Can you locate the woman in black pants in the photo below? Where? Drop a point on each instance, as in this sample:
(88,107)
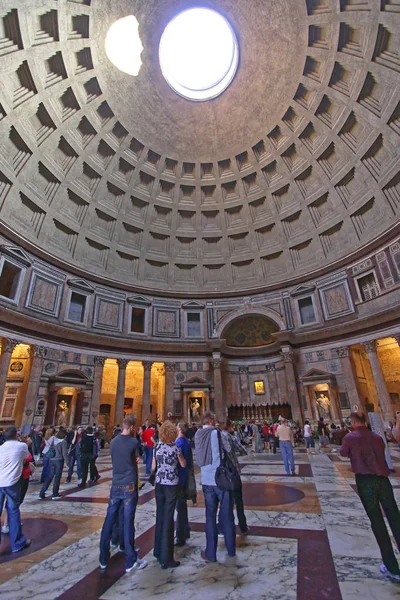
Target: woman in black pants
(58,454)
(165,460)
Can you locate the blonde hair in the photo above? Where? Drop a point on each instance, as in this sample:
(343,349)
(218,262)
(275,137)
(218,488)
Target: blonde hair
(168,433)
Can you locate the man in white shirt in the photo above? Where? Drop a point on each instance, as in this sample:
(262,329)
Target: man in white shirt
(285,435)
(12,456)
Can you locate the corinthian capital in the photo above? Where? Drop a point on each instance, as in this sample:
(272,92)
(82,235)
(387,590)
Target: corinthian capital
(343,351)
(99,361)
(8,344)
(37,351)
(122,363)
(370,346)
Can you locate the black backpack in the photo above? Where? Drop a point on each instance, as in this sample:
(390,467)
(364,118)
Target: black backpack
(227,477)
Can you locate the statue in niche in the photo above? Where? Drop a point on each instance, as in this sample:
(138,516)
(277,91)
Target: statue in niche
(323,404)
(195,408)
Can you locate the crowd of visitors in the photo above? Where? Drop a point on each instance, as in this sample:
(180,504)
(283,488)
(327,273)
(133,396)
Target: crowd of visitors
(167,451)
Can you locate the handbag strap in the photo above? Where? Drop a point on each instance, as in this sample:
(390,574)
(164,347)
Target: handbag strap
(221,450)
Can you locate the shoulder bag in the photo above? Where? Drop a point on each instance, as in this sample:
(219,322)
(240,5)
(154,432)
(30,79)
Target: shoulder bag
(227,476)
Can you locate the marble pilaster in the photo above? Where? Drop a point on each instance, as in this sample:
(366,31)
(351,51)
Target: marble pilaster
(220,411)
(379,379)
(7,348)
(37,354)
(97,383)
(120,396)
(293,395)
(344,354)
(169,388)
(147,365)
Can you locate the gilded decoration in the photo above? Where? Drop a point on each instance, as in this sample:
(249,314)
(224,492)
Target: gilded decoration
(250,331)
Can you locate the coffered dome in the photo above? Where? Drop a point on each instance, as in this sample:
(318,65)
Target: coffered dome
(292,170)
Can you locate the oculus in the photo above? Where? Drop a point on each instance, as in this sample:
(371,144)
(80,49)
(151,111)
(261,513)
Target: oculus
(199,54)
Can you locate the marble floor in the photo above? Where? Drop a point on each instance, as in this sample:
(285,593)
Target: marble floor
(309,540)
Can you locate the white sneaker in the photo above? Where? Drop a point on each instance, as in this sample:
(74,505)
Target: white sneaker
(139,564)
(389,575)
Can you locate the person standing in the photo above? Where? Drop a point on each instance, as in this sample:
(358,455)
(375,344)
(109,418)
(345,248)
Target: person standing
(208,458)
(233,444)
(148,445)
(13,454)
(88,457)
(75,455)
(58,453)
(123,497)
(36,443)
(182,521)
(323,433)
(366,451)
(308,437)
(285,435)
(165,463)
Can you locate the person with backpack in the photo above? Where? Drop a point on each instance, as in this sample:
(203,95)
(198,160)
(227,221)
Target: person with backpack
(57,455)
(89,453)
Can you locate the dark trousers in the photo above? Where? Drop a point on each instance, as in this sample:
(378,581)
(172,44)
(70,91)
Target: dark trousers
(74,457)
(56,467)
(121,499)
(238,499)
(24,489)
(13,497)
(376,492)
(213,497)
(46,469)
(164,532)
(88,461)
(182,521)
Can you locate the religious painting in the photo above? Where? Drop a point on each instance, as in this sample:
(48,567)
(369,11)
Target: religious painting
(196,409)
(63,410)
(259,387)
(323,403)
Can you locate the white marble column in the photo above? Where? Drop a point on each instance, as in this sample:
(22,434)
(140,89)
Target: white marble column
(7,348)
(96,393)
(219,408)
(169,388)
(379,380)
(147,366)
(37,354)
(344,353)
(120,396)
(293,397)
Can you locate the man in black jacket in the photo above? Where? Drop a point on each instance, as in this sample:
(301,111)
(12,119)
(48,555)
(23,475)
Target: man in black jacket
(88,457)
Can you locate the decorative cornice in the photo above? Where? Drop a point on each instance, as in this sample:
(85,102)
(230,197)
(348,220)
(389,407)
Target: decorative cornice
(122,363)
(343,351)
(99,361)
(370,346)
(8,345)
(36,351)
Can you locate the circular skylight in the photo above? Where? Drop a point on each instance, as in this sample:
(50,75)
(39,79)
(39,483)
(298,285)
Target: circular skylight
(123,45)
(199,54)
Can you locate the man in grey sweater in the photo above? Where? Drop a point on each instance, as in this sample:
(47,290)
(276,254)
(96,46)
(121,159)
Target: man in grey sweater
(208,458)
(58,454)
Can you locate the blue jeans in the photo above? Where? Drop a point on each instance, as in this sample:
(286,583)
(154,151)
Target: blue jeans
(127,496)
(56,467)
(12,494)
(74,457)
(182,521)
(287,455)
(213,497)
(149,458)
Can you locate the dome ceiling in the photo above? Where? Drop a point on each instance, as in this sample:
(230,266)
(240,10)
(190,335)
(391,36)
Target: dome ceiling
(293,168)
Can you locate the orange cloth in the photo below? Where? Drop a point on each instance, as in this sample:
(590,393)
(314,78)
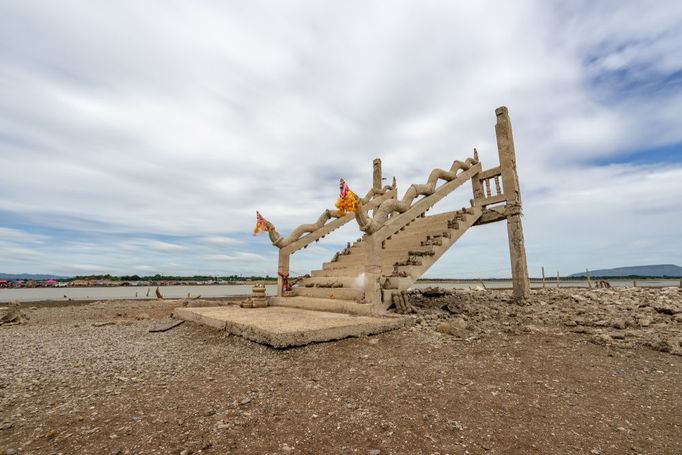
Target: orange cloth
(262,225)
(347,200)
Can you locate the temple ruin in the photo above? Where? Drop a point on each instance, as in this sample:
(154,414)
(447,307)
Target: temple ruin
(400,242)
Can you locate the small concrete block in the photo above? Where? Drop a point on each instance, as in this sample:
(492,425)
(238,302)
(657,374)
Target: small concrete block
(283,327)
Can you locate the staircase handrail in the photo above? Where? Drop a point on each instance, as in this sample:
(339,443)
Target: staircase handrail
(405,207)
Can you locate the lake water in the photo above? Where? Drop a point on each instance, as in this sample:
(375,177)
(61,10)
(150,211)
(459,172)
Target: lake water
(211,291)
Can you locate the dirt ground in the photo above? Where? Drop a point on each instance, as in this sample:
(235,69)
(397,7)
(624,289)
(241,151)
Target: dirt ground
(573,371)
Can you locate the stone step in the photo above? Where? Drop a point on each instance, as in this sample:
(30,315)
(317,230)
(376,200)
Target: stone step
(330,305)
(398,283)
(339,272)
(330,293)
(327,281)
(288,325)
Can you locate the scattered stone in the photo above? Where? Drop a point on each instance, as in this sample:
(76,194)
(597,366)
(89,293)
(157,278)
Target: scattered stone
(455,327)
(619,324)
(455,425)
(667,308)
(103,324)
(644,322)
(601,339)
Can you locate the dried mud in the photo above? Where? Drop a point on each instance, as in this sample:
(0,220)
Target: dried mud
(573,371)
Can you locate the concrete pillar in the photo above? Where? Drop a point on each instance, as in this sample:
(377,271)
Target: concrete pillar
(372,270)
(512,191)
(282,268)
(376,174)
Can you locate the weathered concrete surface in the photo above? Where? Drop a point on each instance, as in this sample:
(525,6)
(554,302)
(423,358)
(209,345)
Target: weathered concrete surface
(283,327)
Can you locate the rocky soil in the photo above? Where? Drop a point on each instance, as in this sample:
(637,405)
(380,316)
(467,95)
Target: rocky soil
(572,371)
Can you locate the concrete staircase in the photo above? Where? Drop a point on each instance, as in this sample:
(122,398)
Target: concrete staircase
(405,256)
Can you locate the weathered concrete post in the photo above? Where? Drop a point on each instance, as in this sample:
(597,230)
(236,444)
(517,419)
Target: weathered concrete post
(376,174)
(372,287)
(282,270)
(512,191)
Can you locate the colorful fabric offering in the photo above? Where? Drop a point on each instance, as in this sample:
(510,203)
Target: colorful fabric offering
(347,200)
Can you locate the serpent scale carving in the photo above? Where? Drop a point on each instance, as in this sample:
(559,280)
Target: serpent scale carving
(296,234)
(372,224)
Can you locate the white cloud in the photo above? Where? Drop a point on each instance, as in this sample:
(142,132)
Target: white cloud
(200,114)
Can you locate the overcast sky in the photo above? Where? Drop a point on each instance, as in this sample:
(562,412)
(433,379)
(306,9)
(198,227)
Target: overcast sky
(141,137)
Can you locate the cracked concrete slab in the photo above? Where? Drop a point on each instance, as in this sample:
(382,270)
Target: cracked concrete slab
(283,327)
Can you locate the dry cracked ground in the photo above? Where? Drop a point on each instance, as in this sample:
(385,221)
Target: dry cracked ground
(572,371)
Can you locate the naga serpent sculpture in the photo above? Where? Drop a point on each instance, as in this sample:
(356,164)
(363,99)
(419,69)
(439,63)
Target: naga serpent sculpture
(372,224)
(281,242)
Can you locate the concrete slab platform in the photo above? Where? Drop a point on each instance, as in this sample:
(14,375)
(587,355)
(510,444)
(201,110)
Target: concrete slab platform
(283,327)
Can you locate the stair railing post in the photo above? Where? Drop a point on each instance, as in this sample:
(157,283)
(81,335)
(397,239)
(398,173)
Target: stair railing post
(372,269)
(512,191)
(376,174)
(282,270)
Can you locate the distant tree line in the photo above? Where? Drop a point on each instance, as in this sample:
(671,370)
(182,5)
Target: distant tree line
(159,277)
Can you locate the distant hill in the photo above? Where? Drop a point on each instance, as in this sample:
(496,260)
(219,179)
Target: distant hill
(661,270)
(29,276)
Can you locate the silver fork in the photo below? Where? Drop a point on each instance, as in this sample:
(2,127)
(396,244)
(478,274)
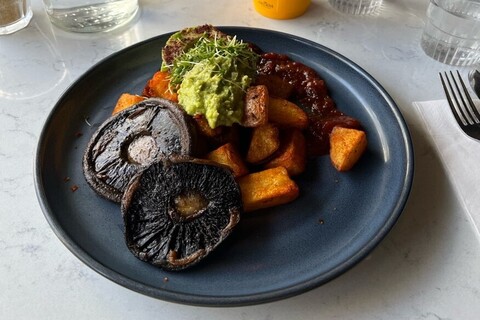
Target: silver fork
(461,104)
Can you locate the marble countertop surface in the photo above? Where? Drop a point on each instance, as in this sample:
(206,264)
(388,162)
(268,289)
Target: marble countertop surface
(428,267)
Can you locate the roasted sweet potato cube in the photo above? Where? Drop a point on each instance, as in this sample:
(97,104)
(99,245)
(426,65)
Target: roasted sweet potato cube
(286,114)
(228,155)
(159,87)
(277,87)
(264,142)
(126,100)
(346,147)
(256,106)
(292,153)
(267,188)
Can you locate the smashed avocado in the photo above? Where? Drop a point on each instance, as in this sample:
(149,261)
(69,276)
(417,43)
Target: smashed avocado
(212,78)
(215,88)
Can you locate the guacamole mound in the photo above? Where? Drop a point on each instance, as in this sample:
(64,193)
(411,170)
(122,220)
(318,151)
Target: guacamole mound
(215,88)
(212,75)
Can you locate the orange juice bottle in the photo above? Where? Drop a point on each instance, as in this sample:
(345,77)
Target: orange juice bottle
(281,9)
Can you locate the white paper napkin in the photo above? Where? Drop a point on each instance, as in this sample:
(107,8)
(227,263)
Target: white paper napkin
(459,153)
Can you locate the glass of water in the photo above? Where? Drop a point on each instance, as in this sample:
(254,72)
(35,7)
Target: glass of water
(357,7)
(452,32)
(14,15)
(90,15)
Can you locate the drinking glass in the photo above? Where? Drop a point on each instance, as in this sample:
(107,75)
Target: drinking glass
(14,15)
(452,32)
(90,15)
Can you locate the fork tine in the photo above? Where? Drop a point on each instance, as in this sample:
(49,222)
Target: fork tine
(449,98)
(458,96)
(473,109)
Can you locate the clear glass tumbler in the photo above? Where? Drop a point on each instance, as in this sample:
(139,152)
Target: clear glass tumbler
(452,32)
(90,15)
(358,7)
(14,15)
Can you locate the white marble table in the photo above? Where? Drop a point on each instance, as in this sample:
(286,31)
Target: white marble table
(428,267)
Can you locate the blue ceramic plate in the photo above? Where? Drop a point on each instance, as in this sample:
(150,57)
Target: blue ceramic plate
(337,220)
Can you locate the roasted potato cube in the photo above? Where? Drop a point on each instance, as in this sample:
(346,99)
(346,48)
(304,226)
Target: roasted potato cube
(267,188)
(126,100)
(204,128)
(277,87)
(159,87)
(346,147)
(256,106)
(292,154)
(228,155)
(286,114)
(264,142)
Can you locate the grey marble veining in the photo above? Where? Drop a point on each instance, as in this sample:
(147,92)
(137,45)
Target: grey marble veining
──────
[WHAT IS REQUIRED] In the records above, collect each line with "below".

[RESPONSE AREA]
Can you locate the woman in black pants in the photo below? Where? Drop a point on each instance, as in this sample:
Can you locate the orange cloth in the photo below? Where? Drop a point on each instance, as in this sample:
Can you locate the silver fork in the photo below? Where? Drop a point on each instance, as in this sample:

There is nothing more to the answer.